ASSIGNMENT →
Answer these questions from the mailing-list thread below:
1. Which JIRA issue includes the Memorymonitor.cpp fix?
2. At what address are daily builds for development/test posted?
3. Which setting does Prashanth say appears very small?

EXCERPT TO READ →
RE: trafodion won't start core files are generated

Posted by Roberta Marton <ro...@esgyn.com>.
Is this something that should be added to the Apache Trafodion website/wiki?

     Roberta

-----Original Message-----
From: Steve Varnau [mailto:steve.varnau@esgyn.com]
Sent: Thursday, October 8, 2015 9:47 AM
To: dev@trafodion.incubator.apache.org
Subject: RE: trafodion won't start core files are generated

Daily builds for development/test are posted at
http://traf-downloads.esgyn.com/

--Steve

-----Original Message-----
From: Suresh Subbiah [mailto:suresh.subbiah60@gmail.com]
Sent: Thursday, October 8, 2015 7:10 AM
To: dev@trafodion.incubator.apache.org
Subject: Re: trafodion won't start core files are generated

Hi,

What is the suggested procedure to pick up a daily build?

Thanks
Suresh

On Thu, Oct 8, 2015 at 1:02 AM, Prashanth Vasudev <
prashanth.vasudev@esgyn.com> wrote:

> Memorymonitor.cpp fix is part of this
> https://issues.apache.org/jira/browse/TRAFODION-1492
> Please pick up latest daily build.
>
> Also max locked memory 64kb below appears very small.
>
> Regards,
> Prashanth
>
> -----Original Message-----
> From: Radu Marias [mailto:radumarias@gmail.com]
> Sent: Wednesday, October 7, 2015 8:45 AM
> To: dev <de...@trafodion.incubator.apache.org>
> Subject: Re: trafodion won't start core files are generated
>
> Hi,
>
> I have these:
>
> # pwd
> /dev/shm
> # ls -la
> total 4
> drwxrwxrwx 2 root      root        60 Oct  6 21:07 .
> drwxr-xr-x 9 root      root      2180 Oct  2 22:28 ..

DATA BLOCK →

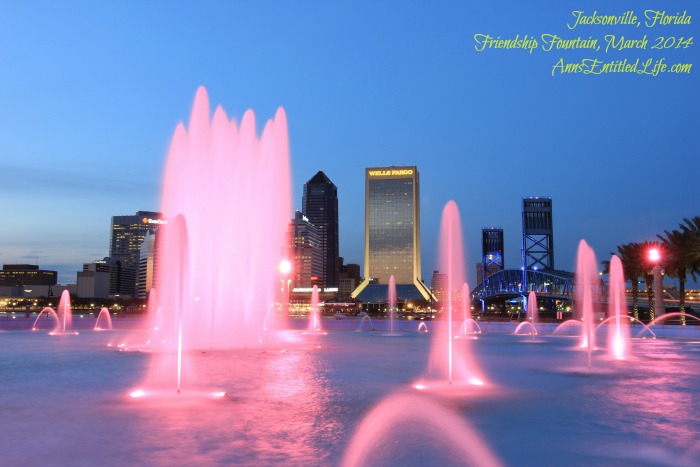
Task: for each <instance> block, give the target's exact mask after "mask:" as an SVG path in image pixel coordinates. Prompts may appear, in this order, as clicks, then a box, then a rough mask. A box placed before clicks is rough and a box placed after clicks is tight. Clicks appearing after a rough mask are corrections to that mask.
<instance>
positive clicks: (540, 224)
mask: <svg viewBox="0 0 700 467" xmlns="http://www.w3.org/2000/svg"><path fill="white" fill-rule="evenodd" d="M522 254H523V262H522V271H523V286H522V290H523V291H524V292H527V290H528V288H527V273H526V271H528V270H542V269H554V230H553V227H552V198H549V197H540V196H536V197H524V198H523V249H522Z"/></svg>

OUTPUT FOR THIS TASK →
1. TRAFODION-1492 (https://issues.apache.org/jira/browse/TRAFODION-1492)
2. http://traf-downloads.esgyn.com/
3. The max locked memory of 64kb.